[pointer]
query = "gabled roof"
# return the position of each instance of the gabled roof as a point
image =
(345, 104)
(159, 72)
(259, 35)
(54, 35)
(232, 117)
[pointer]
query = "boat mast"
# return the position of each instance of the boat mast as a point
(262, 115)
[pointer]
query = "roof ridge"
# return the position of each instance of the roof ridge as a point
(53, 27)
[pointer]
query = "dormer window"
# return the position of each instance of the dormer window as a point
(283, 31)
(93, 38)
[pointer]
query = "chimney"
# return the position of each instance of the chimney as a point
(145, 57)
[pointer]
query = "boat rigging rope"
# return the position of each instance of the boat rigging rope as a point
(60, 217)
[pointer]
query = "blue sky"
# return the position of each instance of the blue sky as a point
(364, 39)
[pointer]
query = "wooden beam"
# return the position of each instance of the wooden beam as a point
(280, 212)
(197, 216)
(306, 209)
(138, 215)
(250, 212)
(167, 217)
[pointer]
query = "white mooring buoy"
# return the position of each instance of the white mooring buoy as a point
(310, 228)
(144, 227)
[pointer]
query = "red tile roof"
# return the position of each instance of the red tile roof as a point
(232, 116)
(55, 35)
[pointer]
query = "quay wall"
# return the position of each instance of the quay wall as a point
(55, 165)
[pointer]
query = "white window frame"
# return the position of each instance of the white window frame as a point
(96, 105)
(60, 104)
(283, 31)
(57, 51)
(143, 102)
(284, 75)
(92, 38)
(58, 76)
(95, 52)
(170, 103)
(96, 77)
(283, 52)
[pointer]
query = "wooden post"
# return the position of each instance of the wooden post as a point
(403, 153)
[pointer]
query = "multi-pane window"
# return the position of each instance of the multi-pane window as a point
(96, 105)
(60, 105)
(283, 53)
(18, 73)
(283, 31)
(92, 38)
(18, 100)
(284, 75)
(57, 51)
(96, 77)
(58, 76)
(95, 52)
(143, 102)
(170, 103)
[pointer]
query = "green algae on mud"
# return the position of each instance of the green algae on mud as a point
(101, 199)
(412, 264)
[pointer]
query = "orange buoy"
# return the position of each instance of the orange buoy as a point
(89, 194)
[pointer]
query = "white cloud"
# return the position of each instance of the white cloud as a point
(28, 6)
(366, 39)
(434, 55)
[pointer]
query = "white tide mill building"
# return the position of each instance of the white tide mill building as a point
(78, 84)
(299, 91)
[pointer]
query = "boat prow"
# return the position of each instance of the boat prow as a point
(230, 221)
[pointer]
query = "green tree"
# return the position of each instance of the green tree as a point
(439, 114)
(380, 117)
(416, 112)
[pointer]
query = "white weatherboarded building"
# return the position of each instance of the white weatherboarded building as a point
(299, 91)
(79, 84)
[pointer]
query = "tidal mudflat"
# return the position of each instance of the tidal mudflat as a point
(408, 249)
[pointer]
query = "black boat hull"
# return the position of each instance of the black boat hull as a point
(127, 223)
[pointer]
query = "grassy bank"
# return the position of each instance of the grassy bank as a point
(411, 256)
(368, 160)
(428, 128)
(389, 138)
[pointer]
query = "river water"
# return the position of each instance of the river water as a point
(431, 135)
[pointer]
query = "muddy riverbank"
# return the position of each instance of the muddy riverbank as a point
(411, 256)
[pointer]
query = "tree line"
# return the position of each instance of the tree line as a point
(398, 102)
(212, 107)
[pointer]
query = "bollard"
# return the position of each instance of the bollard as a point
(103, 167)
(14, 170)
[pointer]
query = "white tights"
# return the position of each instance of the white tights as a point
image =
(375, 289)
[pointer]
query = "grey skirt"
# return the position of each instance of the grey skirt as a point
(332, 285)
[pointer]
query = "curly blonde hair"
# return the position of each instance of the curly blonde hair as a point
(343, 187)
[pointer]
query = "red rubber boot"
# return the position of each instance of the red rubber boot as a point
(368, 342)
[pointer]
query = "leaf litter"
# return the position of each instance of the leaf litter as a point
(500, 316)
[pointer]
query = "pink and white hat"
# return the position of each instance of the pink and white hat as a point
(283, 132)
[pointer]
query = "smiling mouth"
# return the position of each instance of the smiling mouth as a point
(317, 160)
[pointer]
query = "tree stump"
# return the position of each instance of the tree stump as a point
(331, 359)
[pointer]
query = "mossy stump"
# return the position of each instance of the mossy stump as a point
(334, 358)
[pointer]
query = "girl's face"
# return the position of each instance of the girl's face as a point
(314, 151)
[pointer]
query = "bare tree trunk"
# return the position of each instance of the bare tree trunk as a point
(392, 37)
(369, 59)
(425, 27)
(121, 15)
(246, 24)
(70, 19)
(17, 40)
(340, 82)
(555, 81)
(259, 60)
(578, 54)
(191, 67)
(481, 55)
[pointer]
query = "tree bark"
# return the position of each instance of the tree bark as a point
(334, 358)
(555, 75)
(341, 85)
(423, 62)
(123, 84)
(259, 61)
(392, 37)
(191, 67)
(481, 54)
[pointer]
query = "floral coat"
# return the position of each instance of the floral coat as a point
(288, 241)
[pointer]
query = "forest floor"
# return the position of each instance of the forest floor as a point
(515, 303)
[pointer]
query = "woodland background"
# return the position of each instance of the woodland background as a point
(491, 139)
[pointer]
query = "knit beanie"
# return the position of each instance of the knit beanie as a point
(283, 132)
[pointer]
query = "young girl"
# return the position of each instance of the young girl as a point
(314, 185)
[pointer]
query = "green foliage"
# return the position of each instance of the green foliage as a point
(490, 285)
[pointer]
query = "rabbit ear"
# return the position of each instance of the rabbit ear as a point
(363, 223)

+===+

Problem description. Each entry above needs to be retyped exactly.

Output of the task.
[pointer]
query = "gabled roof"
# return the position of each instance of the gabled roof as a point
image =
(345, 104)
(159, 72)
(259, 35)
(54, 35)
(232, 117)
[pointer]
query = "boat mast"
# return the position of each instance of the boat mast as a point
(262, 115)
[pointer]
query = "roof ridge"
# return the position of each instance of the roof ridge as a point
(53, 27)
[pointer]
query = "dormer window"
# return the position of each instance of the dormer window as a point
(283, 31)
(93, 38)
[pointer]
query = "chimney"
# return the position of each instance of the chimney as a point
(145, 57)
[pointer]
query = "boat rigging rope"
# return the position of each instance of the boat rigging rope as a point
(60, 217)
[pointer]
query = "blue sky"
# return the position of each instance of the blue sky as a point
(364, 39)
[pointer]
query = "wooden beam"
# return the position of each instance of the wooden beam as a point
(280, 212)
(197, 216)
(306, 209)
(138, 215)
(250, 212)
(167, 217)
[pointer]
query = "white mooring buoy"
# return the position of each instance of the white mooring buoy as a point
(310, 228)
(144, 227)
[pointer]
query = "red tile roof"
# return the position of each instance of the red tile roof as a point
(232, 116)
(55, 35)
[pointer]
query = "quay wall"
# return the position of each instance of the quay wall as a point
(55, 165)
[pointer]
query = "white window frame"
# return the position of each instance of the white window frame as a point
(96, 105)
(60, 104)
(283, 31)
(57, 51)
(143, 102)
(284, 75)
(92, 38)
(58, 76)
(95, 52)
(170, 103)
(96, 77)
(283, 52)
[pointer]
query = "wooden post"
# return the position of each instance of the wooden post as a point
(403, 153)
[pointer]
query = "multi-pane window"
# return the position of each instance of the multi-pane window as a point
(96, 105)
(60, 105)
(283, 53)
(18, 73)
(283, 31)
(92, 38)
(18, 100)
(284, 75)
(57, 51)
(96, 77)
(58, 76)
(95, 52)
(143, 102)
(170, 103)
[pointer]
query = "green algae on mud"
# return the position of each instance of the green algae on mud as a point
(101, 199)
(412, 264)
[pointer]
query = "orange buoy"
# return the position of each instance of the orange buoy as a point
(89, 194)
[pointer]
query = "white cloud"
# return the position of each instance of the white cloud as a point
(28, 6)
(366, 39)
(434, 55)
[pointer]
query = "white tide mill building"
# return the position of each instance of the white tide mill building as a point
(78, 84)
(299, 91)
[pointer]
query = "boat prow"
# return the position of each instance of the boat prow as a point
(230, 221)
[pointer]
query = "green tree"
# return the position of each instance of the green tree as a point
(439, 114)
(380, 117)
(416, 112)
[pointer]
query = "white weatherboarded building"
# return the position of each instance of the white weatherboarded building as a point
(299, 91)
(79, 84)
[pointer]
query = "tidal mudflat"
# return the position of each instance of the tidal mudflat as a point
(408, 249)
[pointer]
query = "black boat hull"
# return the position of each instance of the black boat hull as a point
(127, 223)
[pointer]
query = "grassy bank"
# return the position of each instance of the grassy bank as a point
(411, 256)
(368, 160)
(428, 128)
(389, 138)
[pointer]
query = "river water"
# return the position of each instance of the river water as a point
(431, 135)
[pointer]
query = "muddy riverbank"
# return the position of each instance of the muddy riverbank as a point
(411, 256)
[pointer]
query = "tree line"
# return the position of each instance of the tree line as a point
(398, 102)
(212, 107)
[pointer]
query = "bollard"
# return the position of each instance of the bollard as a point
(103, 167)
(14, 170)
[pointer]
query = "white tights"
# return the position of each instance of the white tights as a point
image =
(375, 289)
[pointer]
query = "grey skirt"
# return the position of each instance of the grey skirt as a point
(332, 285)
[pointer]
query = "curly blonde hair"
# return the position of each instance of the curly blonde hair as a point
(343, 187)
[pointer]
query = "red rubber boot"
# return the position of each instance of the red rubber boot as a point
(368, 342)
[pointer]
query = "leaf litter"
# return the position of each instance of the leaf litter as a point
(500, 316)
[pointer]
query = "pink and white hat"
# return the position of each instance of the pink and white hat as a point
(283, 132)
[pointer]
query = "smiling mouth"
# return the position of each instance of the smiling mouth as a point
(317, 160)
[pointer]
query = "tree stump"
# return the position of each instance of the tree stump as a point
(331, 359)
[pointer]
query = "mossy stump"
# return the position of each instance of the mossy stump as a point
(334, 358)
[pointer]
query = "girl's face"
# return the position of each instance of the girl's face as a point
(314, 151)
[pointer]
query = "bare tree trunk"
# return the position of each instance of the bare tree trunk as a point
(392, 37)
(369, 59)
(425, 27)
(121, 15)
(246, 24)
(70, 19)
(17, 40)
(340, 82)
(555, 81)
(259, 60)
(578, 54)
(191, 67)
(481, 55)
[pointer]
query = "tree bark"
# return the position of each instance of the tree bark as a point
(334, 358)
(555, 75)
(341, 85)
(423, 62)
(123, 84)
(259, 61)
(392, 37)
(191, 67)
(481, 54)
[pointer]
query = "floral coat"
# return the position of each instance of the floral coat as a point
(288, 241)
[pointer]
query = "forest floor"
# return the position of each instance of the forest floor as a point
(515, 303)
[pointer]
query = "woodland background"
# return the position of each instance of the woodland background as a point
(491, 139)
[pointer]
query = "knit beanie"
# return the position of each instance of the knit beanie as a point
(283, 132)
[pointer]
query = "young girl"
# return the position of each instance of the young girl as a point
(314, 185)
[pointer]
query = "green foliage"
# return the position of each instance of the green foliage as a point
(490, 285)
[pointer]
query = "rabbit ear"
# return the position of each instance of the rabbit ear as a point
(363, 223)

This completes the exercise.